» Work instruction
Retype exactly what runs from the first line of the data to the line with "Target: windmill sail", keeping both of those lines and skipping pictures.

+++++

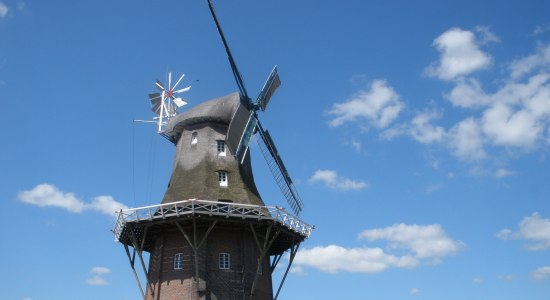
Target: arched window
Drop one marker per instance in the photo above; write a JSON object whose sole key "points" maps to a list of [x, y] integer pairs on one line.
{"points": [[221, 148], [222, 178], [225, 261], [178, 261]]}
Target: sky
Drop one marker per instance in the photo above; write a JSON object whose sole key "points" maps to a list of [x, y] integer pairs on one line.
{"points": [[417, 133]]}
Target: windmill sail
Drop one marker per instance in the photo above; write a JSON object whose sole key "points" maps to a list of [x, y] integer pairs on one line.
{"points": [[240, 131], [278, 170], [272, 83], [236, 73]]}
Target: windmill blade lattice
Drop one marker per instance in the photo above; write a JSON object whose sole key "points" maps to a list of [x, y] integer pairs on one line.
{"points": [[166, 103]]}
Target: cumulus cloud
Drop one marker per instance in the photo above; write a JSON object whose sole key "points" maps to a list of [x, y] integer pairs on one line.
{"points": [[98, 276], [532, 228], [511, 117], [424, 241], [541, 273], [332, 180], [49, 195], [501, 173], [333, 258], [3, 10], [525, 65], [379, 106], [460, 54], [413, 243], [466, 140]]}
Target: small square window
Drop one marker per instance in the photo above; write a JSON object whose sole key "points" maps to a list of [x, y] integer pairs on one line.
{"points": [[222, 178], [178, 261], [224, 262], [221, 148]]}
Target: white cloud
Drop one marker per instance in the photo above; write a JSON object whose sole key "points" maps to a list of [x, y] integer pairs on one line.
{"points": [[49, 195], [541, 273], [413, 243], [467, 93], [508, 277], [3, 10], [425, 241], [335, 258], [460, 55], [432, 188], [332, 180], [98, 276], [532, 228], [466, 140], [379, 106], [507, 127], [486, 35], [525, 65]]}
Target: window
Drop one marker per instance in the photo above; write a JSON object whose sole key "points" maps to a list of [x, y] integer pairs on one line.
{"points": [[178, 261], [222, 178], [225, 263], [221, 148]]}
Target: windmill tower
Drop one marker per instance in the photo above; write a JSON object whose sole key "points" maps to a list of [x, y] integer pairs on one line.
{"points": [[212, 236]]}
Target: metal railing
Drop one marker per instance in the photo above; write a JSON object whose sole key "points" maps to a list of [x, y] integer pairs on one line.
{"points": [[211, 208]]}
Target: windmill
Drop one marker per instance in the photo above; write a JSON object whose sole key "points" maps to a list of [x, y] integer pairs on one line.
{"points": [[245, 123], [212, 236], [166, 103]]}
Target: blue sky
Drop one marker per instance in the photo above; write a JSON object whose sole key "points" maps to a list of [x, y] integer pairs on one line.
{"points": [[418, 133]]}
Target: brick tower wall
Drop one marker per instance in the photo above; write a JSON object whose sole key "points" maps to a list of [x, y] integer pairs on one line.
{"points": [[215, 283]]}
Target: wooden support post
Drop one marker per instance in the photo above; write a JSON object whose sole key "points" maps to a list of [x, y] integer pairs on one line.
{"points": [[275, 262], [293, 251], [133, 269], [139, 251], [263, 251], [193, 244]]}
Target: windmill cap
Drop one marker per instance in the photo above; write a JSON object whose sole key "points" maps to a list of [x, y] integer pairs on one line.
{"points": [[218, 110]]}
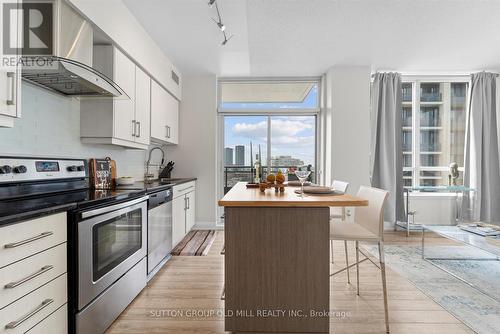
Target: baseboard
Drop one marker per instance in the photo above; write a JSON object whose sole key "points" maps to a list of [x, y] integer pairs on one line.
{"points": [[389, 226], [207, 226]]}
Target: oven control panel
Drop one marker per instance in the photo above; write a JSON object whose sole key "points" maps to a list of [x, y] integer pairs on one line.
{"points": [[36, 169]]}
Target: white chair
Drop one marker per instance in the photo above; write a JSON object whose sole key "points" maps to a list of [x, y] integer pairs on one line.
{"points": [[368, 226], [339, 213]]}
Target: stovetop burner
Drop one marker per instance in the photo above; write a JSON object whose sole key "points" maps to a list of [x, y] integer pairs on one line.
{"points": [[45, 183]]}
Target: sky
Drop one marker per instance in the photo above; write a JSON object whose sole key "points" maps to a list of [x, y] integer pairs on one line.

+++++

» Exercise result
Target: arched window
Drop one marker per instance in the photo above; write a JSON object whose sole key "points" maps to a list of [x, y] integer pairs on one line.
{"points": [[221, 148], [222, 178], [225, 261], [178, 261]]}
Target: sky
Drop one marker per instance in the photo above; write a JSON object whose sole key "points" maps to a list of [x, y] integer pairs on one line.
{"points": [[417, 133]]}
Target: windmill sail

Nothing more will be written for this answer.